■ **Извлечённый текст**
──────────────────────────────

Цитируется, например, приказ Гудерйана от 22 декабря 41-го, — когда немцы отступали по всему фронту, — требующий «все оставляемые населенные пункты сжигать». Приказ, что уж говорить, людоедский, но месяцем раньше, — когда отступали наши войска, — был приказ советского командования № 0428 от 17 ноября 41-го, начинающийся словами: «Разрушать и сжигать дотла все населеннее пункты в тылу немецких войск...» А население этих пунктов, куда ж ему деться среди зимы? — вряд ли могло приветствовать диверсионные отряды, исполняющие этот приказ, потому и выдали немцам Зою Космодемьянскую простые советские люди. Так что о приказах судите сами... Гудериан, пишет Богомолов, мерзок еще и тем, что жестоко подавлял в 44-м Варшавское восстание. Верно, памятник за такие дела не ставят, но мы-то что делали в это время? Процитирую не какого-нибудь изменника-перебежчика, а писателя Овидия Горчакова, прошедшего войну разведчиком: «Когда Варшава горела, то мы были заинтересованы... Сталин был заинтересован...» Напечатано в «Комсомольской правде» 13.01.95 тиражом более миллиона экземпляров... Гейнц Гудериан был генералом времен второй мировой войны, и обсуждать его моральный облик — странное занятие. Но если обсуждать, то памятуя правило: все познается в сравнении. И последнее. Владимов верно описал удивление Гудериана при знакомстве с танком Т-34 — другие наши танки Гудериан знал отлично. Он, — так уж сложилось, — изучал азы танкового дела в секретном центре «Кама» в Казани.

Теперь о Власове. У нас, пишет Богомолов, было 183 командующих общевойсковыми армиями, «несколько попало в плен» (сколько же и почему?), и только один Власов пошел на службу к немцам. Тут явная магия цифр и воинских должностей ну а если не командующий армией? Если бригадный комиссар Жиленков, член Военного совета 32-й армии, или комбриг Бессонов, бывший начальник отдела боевой подготовки Главного управления пограничных и внутренних войск НКВД СССР, или генерал-майор Благовещенский, начальник Либавского военно-морского училища ПВО — что же, не в счет все эти «сподвижники» Власова в РОА, хотя по званиям и должностям тоже, знаете, не сержанты запаса. (Сведения из статьи Л. Решина, а Богомолов не мог ее не читать.) Вот бы и задуматься, почему Власов был именно что не один! Но у Богомолова своя задача: доказать, что Власов вовсе и не командовал 20-й армией под Москвой, а только числился в этой должности. По архивным данным, — которые Богомолов пересказывает без цитат и ссылок! — Власов с конца ноября по 21 декабря 41-го болел «тяжелейшим гнойным воспалением среднего уха», был в госпитале, а командовал армией начальник штаба Л. М. Сандалов. На командном пункте армии Власов первый раз появился 19 декабря в селе Чесмены (запомните эту дату!), то есть за день до взятия Волоколамска. Не мог Власов быть в Лобне в первых числах декабря, как это описано в романе. И вообще 20-я армия — самая слабая из всех, участвовавших в битве под Москвой.

──────────────────────────────

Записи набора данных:

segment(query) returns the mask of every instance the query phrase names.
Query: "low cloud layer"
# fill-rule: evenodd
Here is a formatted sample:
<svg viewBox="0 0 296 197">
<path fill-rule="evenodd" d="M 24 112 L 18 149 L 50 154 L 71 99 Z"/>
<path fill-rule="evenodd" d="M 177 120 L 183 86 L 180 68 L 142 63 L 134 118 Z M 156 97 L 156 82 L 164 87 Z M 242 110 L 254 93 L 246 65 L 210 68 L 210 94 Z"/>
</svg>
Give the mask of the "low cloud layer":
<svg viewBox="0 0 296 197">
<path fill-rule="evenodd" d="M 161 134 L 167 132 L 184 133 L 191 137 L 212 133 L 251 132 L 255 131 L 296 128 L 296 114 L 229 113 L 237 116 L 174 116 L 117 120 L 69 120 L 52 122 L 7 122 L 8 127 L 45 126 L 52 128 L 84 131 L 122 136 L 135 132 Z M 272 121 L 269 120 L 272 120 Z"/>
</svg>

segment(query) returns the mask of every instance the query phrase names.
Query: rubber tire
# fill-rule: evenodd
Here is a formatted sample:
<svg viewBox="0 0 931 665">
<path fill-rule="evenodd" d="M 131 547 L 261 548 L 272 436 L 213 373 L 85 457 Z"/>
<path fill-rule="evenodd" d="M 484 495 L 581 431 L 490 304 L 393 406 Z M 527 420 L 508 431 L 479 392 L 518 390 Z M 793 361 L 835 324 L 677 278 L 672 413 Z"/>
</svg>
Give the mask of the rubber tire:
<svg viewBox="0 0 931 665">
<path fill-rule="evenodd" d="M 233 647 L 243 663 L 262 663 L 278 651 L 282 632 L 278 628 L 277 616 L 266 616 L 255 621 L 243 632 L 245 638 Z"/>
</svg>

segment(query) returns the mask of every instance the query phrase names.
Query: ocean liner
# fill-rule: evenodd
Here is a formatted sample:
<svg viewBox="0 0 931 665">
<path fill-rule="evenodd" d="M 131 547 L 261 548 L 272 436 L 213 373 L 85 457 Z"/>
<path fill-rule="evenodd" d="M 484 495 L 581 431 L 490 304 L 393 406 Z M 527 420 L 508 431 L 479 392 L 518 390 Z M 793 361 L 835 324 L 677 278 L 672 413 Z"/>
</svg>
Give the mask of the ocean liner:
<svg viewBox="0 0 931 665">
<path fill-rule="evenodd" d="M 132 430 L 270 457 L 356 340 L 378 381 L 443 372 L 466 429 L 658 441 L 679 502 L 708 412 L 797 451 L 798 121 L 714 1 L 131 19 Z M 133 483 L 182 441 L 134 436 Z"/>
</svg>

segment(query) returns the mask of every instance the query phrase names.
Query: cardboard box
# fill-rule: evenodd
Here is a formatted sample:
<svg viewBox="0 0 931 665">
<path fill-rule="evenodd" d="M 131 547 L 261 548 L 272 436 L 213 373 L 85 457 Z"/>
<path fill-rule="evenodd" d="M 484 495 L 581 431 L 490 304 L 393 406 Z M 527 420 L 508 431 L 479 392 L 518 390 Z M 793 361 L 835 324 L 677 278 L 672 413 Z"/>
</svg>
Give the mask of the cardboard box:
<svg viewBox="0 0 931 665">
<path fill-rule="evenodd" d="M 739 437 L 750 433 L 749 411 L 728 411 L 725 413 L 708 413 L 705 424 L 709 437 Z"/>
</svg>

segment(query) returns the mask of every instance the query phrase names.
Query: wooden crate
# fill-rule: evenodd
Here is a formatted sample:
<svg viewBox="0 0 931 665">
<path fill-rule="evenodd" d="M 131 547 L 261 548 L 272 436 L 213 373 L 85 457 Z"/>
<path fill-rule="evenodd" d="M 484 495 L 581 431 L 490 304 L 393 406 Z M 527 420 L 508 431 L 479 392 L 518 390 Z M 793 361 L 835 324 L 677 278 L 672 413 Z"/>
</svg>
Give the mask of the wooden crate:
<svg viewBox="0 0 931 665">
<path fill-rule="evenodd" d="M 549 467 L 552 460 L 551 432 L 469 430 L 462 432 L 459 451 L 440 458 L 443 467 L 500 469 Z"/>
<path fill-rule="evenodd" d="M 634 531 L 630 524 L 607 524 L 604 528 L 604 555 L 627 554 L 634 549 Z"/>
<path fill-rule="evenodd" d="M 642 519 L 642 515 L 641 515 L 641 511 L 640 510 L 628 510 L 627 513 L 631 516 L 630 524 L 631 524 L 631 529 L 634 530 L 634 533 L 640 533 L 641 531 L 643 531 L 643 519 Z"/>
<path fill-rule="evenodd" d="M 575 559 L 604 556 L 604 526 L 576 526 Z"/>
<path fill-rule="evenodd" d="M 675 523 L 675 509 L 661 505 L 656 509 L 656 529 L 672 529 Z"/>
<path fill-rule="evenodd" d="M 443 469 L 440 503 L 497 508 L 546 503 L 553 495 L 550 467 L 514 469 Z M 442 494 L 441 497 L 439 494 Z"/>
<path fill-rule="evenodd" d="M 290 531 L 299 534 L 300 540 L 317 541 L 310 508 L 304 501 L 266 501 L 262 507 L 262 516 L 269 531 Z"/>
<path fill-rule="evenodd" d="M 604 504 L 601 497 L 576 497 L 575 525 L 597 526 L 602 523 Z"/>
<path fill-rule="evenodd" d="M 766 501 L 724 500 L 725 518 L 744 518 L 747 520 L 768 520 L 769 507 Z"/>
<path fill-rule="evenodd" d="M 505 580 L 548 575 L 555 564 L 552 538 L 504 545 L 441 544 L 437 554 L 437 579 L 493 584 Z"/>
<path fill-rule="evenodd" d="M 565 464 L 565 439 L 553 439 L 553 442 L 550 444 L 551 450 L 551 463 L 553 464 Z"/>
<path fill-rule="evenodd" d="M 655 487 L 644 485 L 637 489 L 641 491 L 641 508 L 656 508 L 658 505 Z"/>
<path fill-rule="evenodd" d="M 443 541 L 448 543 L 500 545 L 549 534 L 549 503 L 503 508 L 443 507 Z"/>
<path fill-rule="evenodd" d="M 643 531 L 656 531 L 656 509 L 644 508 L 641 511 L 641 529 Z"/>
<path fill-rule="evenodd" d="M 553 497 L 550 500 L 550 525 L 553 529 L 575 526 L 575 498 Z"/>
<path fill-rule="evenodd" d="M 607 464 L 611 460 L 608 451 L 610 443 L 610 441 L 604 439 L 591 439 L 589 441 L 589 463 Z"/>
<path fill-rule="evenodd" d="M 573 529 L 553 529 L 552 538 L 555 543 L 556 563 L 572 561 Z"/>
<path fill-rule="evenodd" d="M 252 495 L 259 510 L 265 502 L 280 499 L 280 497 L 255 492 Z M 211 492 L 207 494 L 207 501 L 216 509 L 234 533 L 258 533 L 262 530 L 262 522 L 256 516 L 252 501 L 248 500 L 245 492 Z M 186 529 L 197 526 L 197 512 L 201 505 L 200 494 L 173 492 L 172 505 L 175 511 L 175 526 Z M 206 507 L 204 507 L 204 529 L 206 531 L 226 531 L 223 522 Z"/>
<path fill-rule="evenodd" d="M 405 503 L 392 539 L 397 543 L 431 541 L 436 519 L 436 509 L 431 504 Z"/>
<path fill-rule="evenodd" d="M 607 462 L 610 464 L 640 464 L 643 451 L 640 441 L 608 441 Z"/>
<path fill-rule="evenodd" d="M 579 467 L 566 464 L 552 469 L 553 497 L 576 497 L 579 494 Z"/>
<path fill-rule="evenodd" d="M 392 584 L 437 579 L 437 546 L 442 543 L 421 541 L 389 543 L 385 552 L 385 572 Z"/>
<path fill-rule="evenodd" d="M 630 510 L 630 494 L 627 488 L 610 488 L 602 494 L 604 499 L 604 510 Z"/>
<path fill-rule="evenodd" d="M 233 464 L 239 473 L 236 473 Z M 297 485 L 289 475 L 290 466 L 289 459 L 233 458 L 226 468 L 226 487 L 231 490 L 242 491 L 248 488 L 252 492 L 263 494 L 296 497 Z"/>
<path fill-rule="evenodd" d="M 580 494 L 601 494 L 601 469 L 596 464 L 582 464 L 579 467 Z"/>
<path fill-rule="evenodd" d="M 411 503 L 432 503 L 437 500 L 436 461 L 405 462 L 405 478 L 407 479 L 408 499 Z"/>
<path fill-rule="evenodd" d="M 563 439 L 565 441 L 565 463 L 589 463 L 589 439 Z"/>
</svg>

──────────────────────────────

■ **Задание**
Назовите всех сподвижников Власова в РОА, которые упомянуты в извлечённом тексте, и укажите звание каждого. Записи взяты из другого источника.

■ **Полный ответ**
Это бригадный комиссар Жиленков, комбриг Бессонов и генерал-майор Благовещенский.